Saturday, April 11, 2015

Get ready for “THE LONGEST RIDE’S” feels as it climbs to blockbuster status

Recent estimates and predictions at the box-office certify that Nicholas Sparks’ most charming love story “The Longest Ride” is climbing to blockbuster status amidst strong competition.  Produced by blockbuster makers Marty Bowen and Wyck Godfrey who made films such as the “Twilight” series, “The Fault In Our Starsm,” “Dear John,” “Safe Haven” and the upcoming “Maze Runner: The Scorch Trials” and “Paper Towns,”  “The Longest Ride” poises to be one unforgettable and lingering love story to have been adapted on film. 

“The Longest Ride has an epic quality that applies to both love stories,” continues the author.  “It covers the love story between Ruth and Ira, which starts before World War II, and it’s contrasted with the entirely different world of professional bull riding.  What differentiates this film from the other adaptations of my work is its epic quality and the dual love story.  It’s about the way the two love stories come together.” 

Sparks continues: “When you meet the person with whom you fall in love, the feeling’s the same, whether you’re in the 1930s or in the present day.  Everybody goes through the same emotions. There’s universality to the way we feel and that’s what I wanted to show.  I think the fun of the film is trying to figure out how on earth these two stories are going to come together in the end.” 

Scott Eastwood plays Luke, a bull rider who meets Sophia (Britt Robertson), an art history student who hit it off right away.  One fateful day they are driving along a country road in treacherous weather and notice a car in flames on an isolated embankment. Trapped inside the car is Ira (Alan Alda). The young couple rescue him and take him to the nearby hospital. Sophia accompanies Ira to the hospital, bringing a box of letters that she had found in the wrecked car. They were written by Ira to Ruth, the love of his life, during the course of their long marriage. As Ira recuperates, Sophia reads the letters aloud to him and learns about Ira and Ruth’s story: how Ira went off to fight in World War II, how he returned a changed man. She learns that Ruth, who died several years ago, was an art lover and the couple collected paintings over half a century.  As Ira reflects back on his life, Sophia also finds out how Ira and Ruth navigated a long marriage that was always loving, but rarely free from obstacles, some formidable. It emerges that there are parallels between Ruth and Ira and Sophia’s own relationship with Luke.

### Dataset
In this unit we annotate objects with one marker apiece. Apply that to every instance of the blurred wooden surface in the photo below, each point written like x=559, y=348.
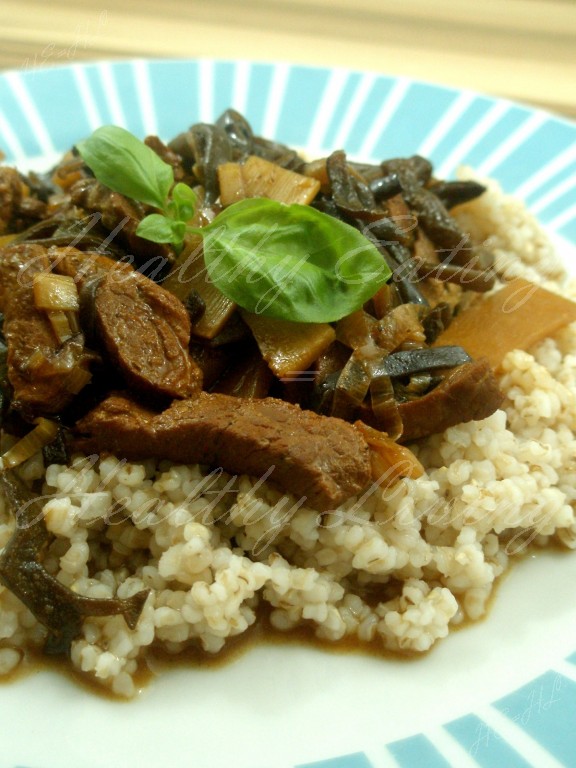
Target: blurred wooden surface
x=520, y=49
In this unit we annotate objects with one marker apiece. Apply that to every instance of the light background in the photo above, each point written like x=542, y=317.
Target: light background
x=519, y=49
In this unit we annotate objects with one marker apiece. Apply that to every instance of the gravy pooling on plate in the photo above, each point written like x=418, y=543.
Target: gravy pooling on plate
x=231, y=379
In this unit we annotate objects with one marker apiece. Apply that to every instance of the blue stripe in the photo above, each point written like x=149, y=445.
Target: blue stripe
x=421, y=107
x=55, y=95
x=342, y=104
x=417, y=751
x=496, y=135
x=569, y=231
x=356, y=760
x=304, y=88
x=546, y=709
x=568, y=172
x=547, y=141
x=378, y=93
x=174, y=88
x=258, y=96
x=462, y=127
x=123, y=74
x=223, y=96
x=484, y=744
x=555, y=208
x=12, y=112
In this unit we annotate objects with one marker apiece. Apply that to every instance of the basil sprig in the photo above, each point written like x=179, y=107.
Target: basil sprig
x=286, y=261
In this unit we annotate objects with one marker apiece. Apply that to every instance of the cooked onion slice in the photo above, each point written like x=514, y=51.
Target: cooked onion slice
x=43, y=433
x=56, y=293
x=389, y=461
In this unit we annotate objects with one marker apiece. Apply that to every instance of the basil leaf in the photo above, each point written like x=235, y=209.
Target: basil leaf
x=161, y=229
x=184, y=201
x=291, y=261
x=126, y=165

### Required work
1. Name every character in the film's story that the article about "The Longest Ride" mentions, with no actors.
2. Answer from the article about "The Longest Ride":
(a) Which two producers made the film?
(b) What does Sophia study?
(c) What does Sophia bring to the hospital from the wrecked car?
3. Write the next part of the article about the film "The Longest Ride," picking up after its final sentence.
The records were drawn from a separate source unrelated to the article.

### Answers
1. Luke, Sophia, Ira, Ruth

2.
(a) Marty Bowen and Wyck Godfrey
(b) Art history
(c) A box of letters that Ira wrote to Ruth

3.
An interesting theme in “The Longest Ride” is the multi generational nature of the story. What’s also fascinating is that coincidentally, four out of the five leading actors come from generations of esteemed filmmakers and artists. Acting, they all say, is in their DNA. Oona Chaplin’s grandfather was Charlie Chaplin and she is the great granddaughter of American playwright Eugene O’Neill. Her mother is the actress Geraldine Chaplin; her father is Chilean cinematographer Patricio Castilla. Scott Eastwood is the son of Clint Eastwood. Alan Alda’s father was the actor Robert Alda.   Jack Huston is the grandson of the legendary director John Huston. He is the great grandson of the Oscar winning actor Walter Huston, the son of Oscar nominated screenwriter Walter Anthony (Tony Huston), and the nephew of actors Danny and Anjelica Huston.                

Opening this April 15 in cinemas nationwide from 20th Century Fox to be distributed by Warner Bros., “The Longest Ride” explores the magic of falling in love, but also the courage it takes to make marriages work in the long term.